• _OBJECTIVE_: Lay out every line of the listing below as a Markdown table with the columns "Row" and "Listing line", numbering the rows in order and skipping any blank lines. Leave the pictures out of the table.
--
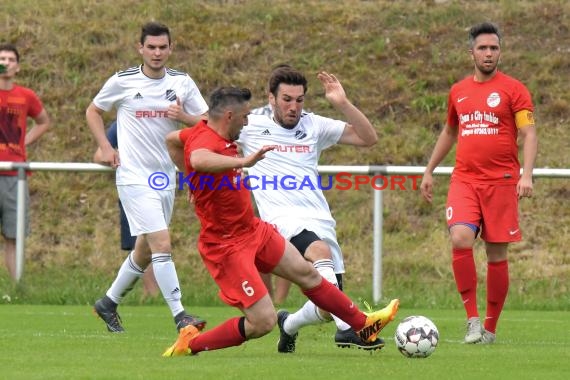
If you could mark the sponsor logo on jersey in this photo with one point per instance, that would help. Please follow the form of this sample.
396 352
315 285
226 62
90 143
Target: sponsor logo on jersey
494 99
292 148
151 114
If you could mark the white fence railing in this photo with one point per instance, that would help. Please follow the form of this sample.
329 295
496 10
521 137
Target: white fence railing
371 170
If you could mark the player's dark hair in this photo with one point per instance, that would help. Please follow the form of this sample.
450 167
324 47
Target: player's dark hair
287 75
223 98
154 29
483 28
12 48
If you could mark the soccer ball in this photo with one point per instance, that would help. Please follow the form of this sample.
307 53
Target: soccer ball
416 337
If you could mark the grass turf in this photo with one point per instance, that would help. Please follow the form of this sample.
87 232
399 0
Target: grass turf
53 342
--
• _ANSWER FOR THIS EXERCISE_:
| Row | Listing line |
|---|---|
| 1 | If you could mark the sponsor logo on jersey in this photo with one point per instance, that would help. Please follow the form of this sample. |
| 2 | 396 352 |
| 3 | 315 285 |
| 4 | 226 62 |
| 5 | 90 143 |
| 6 | Target: sponsor logo on jersey |
| 7 | 494 99 |
| 8 | 292 148 |
| 9 | 151 114 |
| 10 | If you could mark the white fence railing in this photo with one point per instance, that would help. Please follow the form of this sample. |
| 11 | 329 295 |
| 12 | 496 10 |
| 13 | 521 137 |
| 14 | Target: white fence railing |
| 15 | 371 170 |
| 16 | If you could mark the player's dark hair in this photo with one point per instance, that would help. Please follow the form of this sample. |
| 17 | 450 167 |
| 18 | 324 47 |
| 19 | Target: player's dark hair |
| 20 | 287 75 |
| 21 | 223 98 |
| 22 | 154 29 |
| 23 | 483 28 |
| 24 | 12 48 |
| 25 | If you could mark the soccer ball in this photo with one point per instance, that would help. Please follow the form of this sample. |
| 26 | 307 53 |
| 27 | Target: soccer ball |
| 28 | 416 337 |
| 29 | If you could mark the grass turf in this photo with one point per instance, that would help. Please follow the form of this sample. |
| 30 | 87 232 |
| 31 | 399 0 |
| 32 | Target: grass turf |
| 33 | 53 342 |